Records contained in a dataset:
*-*-*

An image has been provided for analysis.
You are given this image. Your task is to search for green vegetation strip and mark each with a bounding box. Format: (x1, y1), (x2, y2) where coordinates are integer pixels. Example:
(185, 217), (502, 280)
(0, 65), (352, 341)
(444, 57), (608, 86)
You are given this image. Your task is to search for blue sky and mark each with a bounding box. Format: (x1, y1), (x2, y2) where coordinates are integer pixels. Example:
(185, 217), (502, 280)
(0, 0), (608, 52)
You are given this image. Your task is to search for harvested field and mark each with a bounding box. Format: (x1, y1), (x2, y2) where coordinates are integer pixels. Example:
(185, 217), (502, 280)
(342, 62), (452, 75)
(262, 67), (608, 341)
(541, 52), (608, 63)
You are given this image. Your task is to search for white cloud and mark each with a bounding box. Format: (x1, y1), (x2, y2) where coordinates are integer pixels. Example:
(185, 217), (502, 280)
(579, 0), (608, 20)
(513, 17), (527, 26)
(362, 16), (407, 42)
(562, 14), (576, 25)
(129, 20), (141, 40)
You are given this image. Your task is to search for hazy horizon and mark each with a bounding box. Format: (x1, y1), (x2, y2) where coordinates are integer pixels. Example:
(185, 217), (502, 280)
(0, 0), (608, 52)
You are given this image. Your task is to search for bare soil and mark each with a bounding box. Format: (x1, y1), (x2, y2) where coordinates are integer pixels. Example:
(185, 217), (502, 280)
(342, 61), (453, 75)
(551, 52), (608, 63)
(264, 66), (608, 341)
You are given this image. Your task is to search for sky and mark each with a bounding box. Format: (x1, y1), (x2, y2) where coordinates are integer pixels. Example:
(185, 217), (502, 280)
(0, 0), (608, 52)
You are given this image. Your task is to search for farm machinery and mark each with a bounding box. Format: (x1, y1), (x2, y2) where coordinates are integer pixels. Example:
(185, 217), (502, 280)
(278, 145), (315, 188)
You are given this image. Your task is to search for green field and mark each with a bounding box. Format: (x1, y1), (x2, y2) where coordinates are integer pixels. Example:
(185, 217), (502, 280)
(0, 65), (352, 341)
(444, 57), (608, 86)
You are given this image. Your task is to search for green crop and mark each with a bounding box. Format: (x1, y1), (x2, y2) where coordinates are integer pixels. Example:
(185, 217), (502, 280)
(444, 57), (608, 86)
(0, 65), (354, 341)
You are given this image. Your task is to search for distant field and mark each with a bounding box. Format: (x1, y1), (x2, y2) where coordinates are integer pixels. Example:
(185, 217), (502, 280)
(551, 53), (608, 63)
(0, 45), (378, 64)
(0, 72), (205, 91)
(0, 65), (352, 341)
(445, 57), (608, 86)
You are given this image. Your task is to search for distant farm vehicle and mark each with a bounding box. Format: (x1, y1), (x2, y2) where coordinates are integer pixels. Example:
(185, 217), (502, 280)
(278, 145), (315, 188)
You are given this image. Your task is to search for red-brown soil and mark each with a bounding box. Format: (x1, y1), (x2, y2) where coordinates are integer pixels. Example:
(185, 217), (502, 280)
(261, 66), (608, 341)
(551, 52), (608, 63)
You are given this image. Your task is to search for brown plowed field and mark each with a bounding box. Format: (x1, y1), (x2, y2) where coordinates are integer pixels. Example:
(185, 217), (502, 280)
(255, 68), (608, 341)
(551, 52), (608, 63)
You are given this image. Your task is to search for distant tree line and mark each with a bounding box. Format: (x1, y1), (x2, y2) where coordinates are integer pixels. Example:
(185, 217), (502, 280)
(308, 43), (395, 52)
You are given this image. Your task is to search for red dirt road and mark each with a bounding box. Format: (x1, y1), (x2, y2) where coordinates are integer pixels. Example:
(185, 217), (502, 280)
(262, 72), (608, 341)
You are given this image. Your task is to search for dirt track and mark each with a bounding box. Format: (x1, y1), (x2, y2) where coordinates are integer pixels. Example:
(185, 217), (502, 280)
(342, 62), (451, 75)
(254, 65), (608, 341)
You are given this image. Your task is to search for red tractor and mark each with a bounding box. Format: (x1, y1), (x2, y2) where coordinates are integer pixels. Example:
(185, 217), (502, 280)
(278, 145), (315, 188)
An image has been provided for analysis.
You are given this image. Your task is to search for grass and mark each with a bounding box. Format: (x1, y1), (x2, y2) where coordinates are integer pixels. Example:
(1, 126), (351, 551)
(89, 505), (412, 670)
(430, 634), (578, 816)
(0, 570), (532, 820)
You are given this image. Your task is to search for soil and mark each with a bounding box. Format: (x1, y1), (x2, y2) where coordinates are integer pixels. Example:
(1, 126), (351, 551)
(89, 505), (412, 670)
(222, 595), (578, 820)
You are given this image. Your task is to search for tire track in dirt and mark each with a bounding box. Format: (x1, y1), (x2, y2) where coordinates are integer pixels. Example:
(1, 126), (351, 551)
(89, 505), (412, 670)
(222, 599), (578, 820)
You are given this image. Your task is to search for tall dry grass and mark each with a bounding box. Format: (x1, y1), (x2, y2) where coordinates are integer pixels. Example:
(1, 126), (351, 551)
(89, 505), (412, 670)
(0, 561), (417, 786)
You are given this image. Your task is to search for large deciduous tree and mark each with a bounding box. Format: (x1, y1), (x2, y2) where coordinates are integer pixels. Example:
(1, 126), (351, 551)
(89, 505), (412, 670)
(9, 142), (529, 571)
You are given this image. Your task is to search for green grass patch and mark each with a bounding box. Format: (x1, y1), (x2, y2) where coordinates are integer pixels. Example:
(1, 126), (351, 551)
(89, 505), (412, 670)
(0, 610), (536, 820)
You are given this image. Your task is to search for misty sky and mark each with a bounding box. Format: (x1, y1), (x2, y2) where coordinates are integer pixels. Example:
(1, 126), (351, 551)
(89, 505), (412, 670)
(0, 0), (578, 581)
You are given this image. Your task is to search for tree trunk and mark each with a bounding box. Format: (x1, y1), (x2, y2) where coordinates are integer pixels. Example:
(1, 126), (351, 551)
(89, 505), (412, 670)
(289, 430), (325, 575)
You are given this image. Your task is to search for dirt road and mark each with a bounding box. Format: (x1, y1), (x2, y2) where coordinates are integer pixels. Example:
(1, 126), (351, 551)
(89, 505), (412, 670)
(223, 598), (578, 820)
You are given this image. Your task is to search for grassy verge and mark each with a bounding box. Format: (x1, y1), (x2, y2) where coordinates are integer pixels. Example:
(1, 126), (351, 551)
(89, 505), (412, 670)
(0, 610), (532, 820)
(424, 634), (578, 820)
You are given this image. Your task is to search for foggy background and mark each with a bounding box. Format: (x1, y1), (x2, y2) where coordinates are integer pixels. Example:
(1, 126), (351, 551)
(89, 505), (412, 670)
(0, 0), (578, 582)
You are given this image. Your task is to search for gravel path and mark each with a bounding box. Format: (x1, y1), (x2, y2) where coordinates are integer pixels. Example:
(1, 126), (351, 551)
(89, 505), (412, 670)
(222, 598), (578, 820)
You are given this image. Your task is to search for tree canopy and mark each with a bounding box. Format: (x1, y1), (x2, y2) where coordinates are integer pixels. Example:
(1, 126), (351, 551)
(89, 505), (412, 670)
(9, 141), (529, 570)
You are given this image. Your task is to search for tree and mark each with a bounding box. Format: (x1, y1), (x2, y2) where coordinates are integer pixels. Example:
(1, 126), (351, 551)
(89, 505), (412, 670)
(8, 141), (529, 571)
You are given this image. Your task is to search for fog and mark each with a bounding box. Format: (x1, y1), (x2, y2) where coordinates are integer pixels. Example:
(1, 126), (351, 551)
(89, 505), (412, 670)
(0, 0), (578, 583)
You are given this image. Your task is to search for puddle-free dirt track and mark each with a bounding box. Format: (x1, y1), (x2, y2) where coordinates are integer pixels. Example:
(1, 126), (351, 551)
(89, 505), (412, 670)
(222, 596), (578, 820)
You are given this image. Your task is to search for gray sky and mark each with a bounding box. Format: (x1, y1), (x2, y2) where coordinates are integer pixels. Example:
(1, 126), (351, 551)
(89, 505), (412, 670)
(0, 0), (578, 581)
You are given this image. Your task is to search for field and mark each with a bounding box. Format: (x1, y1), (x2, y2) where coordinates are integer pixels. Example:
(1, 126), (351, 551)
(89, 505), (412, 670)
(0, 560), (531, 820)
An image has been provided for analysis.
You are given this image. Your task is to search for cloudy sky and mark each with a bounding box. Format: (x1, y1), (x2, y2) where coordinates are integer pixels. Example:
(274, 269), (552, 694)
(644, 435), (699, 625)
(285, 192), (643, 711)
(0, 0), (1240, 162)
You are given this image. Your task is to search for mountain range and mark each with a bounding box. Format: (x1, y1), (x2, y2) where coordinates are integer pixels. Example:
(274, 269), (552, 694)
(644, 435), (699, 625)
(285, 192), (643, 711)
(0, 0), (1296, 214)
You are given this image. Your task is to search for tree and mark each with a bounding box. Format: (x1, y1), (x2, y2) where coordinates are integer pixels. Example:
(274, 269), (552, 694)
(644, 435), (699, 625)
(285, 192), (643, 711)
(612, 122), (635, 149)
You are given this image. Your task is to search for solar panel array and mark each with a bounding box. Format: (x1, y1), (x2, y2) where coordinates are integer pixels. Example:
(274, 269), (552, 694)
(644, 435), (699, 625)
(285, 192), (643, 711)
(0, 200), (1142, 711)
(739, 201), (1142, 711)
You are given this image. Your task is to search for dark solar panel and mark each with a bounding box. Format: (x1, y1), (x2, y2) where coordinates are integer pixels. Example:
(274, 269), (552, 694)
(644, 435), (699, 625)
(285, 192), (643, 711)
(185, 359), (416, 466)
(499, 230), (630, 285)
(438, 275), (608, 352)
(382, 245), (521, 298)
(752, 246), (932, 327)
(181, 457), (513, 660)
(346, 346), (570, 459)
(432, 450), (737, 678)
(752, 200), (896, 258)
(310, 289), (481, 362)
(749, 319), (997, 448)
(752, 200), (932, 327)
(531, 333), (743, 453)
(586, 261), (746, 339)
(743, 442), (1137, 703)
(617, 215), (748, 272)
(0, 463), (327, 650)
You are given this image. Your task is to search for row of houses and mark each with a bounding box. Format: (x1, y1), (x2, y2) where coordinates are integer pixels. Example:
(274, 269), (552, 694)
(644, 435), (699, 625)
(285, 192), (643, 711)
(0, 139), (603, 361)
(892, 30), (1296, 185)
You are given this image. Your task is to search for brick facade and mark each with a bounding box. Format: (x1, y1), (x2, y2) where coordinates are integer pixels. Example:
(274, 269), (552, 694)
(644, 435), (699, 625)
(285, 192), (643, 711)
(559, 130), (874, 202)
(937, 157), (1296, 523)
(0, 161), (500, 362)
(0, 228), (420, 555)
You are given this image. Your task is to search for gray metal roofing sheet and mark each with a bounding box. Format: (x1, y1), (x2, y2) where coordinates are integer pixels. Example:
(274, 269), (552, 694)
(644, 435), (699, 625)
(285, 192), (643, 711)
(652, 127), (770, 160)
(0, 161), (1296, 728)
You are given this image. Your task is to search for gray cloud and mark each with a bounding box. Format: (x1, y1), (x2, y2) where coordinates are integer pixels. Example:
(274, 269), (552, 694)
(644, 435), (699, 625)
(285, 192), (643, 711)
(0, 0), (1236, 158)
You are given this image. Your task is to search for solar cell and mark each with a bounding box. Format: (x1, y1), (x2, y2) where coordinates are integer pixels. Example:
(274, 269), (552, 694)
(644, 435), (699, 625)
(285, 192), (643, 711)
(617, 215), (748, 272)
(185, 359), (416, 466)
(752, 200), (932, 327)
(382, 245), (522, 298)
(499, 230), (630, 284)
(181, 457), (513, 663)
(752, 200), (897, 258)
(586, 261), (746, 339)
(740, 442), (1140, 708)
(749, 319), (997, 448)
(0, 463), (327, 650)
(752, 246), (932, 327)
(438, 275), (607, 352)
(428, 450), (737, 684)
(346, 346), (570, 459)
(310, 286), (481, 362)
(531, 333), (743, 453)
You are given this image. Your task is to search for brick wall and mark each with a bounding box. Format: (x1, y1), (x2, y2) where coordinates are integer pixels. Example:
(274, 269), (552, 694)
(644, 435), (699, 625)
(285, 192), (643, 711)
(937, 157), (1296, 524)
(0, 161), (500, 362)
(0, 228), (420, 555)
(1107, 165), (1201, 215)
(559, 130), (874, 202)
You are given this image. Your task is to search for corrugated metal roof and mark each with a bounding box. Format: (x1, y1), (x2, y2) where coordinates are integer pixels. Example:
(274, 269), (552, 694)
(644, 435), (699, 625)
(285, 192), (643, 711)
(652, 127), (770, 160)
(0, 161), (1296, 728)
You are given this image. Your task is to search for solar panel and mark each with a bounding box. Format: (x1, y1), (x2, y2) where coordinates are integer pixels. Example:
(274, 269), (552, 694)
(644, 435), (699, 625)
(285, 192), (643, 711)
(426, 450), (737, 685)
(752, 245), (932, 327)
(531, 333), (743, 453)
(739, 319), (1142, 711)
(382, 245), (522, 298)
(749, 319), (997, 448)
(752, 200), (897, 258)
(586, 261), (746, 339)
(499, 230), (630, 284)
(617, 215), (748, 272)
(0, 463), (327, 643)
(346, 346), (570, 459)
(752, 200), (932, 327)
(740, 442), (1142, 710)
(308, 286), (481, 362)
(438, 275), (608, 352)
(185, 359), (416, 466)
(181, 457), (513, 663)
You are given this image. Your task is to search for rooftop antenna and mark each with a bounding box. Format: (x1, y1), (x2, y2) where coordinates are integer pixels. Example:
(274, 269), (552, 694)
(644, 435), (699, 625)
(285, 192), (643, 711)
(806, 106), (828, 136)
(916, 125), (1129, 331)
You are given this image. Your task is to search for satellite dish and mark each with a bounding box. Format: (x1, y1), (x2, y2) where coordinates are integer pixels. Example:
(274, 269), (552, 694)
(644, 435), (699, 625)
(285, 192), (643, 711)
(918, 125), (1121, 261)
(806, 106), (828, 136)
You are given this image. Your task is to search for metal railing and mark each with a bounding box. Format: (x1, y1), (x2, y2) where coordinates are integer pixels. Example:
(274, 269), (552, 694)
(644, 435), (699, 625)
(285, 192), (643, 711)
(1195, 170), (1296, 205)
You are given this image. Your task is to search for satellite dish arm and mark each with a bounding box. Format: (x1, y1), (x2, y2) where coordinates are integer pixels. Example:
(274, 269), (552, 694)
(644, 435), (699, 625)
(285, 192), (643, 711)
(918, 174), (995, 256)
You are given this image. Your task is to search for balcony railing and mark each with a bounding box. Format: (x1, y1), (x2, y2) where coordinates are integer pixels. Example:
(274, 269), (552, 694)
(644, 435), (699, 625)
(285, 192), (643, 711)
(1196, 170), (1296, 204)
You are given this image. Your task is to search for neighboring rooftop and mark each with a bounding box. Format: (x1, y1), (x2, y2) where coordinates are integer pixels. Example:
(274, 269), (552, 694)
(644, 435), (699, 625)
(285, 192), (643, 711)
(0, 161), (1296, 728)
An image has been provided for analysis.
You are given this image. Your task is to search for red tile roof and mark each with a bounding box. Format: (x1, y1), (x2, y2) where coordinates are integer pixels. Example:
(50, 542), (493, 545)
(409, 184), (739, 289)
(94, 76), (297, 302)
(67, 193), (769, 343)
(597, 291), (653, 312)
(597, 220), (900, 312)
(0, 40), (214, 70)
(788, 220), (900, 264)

*-*-*

**What you will do**
Tally the lines of the material above that contain the word "track" and give only that number.

**Task output**
3